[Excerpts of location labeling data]
◆ ◆ ◆ ◆ ◆

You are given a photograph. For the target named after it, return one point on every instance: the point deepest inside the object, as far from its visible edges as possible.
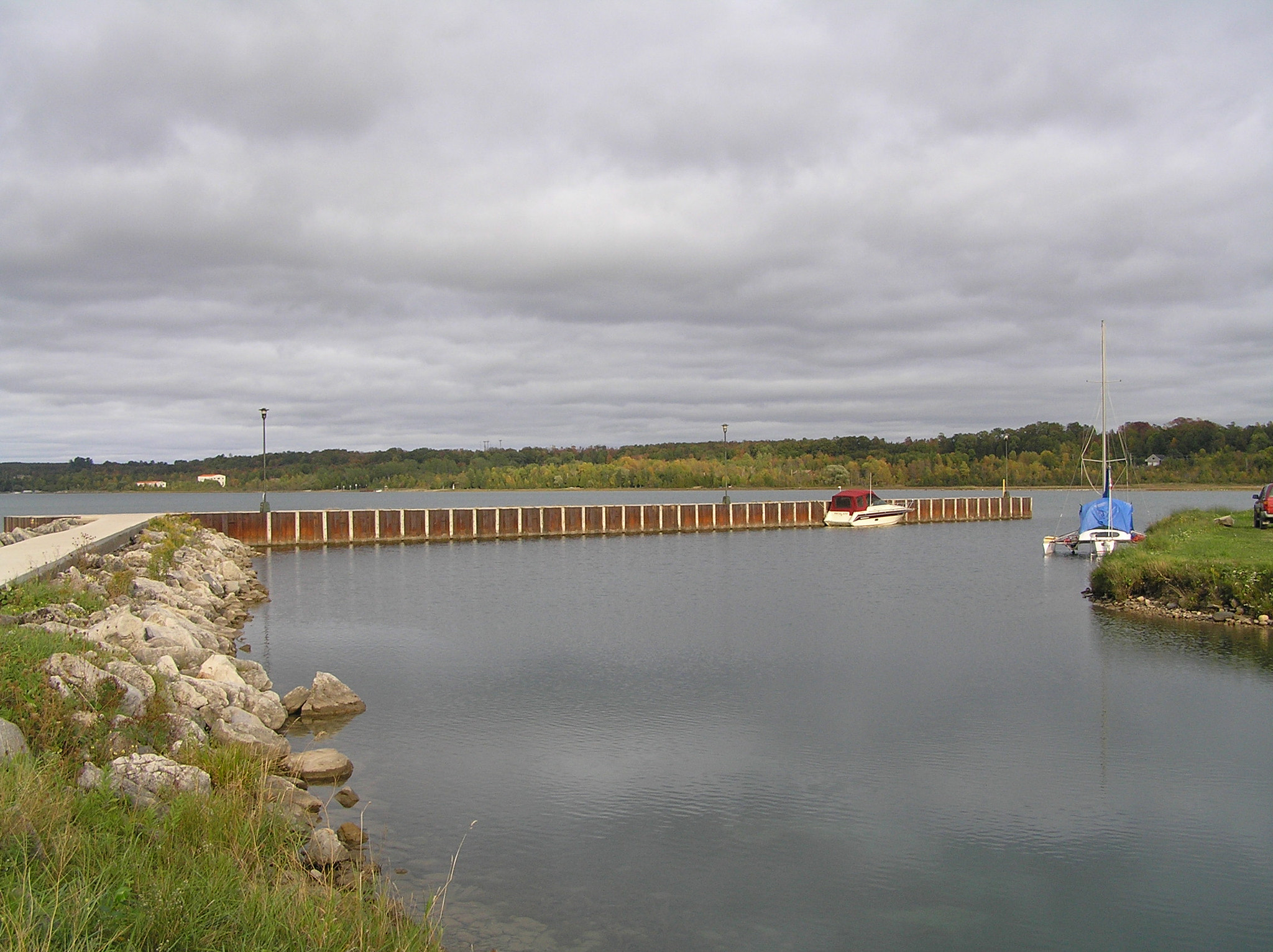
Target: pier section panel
(364, 524)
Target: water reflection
(812, 739)
(1247, 646)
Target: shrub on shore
(1192, 559)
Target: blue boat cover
(1096, 515)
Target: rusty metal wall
(283, 528)
(364, 524)
(671, 517)
(439, 523)
(689, 518)
(391, 523)
(462, 523)
(511, 522)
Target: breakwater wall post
(362, 526)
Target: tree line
(1038, 455)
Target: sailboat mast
(1105, 451)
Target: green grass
(29, 596)
(177, 531)
(1189, 559)
(216, 874)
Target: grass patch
(1195, 562)
(29, 596)
(90, 874)
(211, 874)
(177, 531)
(45, 717)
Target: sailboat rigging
(1106, 522)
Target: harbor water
(908, 738)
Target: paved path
(44, 556)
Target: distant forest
(1038, 455)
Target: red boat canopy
(853, 499)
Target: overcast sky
(557, 223)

◆ ◆ ◆ ◆ ◆

● REQUEST: Extract the text of all the records above verbatim, excluding pictures.

● TASK RESPONSE:
You are given a photograph. For the target named after it, return one point on every instance: the point deepest inside the object, as far from its visible edges as possible.
Target: pier section panel
(364, 524)
Target: water reflection
(812, 739)
(1247, 646)
Target: shrub on shore
(1192, 559)
Target: blue boat cover
(1096, 515)
Target: rusty metal wall
(283, 528)
(364, 524)
(671, 517)
(439, 523)
(689, 518)
(391, 523)
(462, 523)
(511, 522)
Target: breakwater wall post
(362, 526)
Target: tree line
(1038, 455)
Target: sailboat mast
(1105, 451)
Target: green grass
(29, 596)
(177, 531)
(1189, 559)
(216, 874)
Target: grass patch
(1195, 562)
(29, 596)
(90, 874)
(211, 874)
(177, 531)
(45, 717)
Target: sailboat rigging
(1106, 522)
Target: harbor water
(908, 738)
Target: paved path
(44, 556)
Target: distant forest
(1038, 455)
Target: red boat canopy
(853, 499)
Target: overcast sky
(557, 223)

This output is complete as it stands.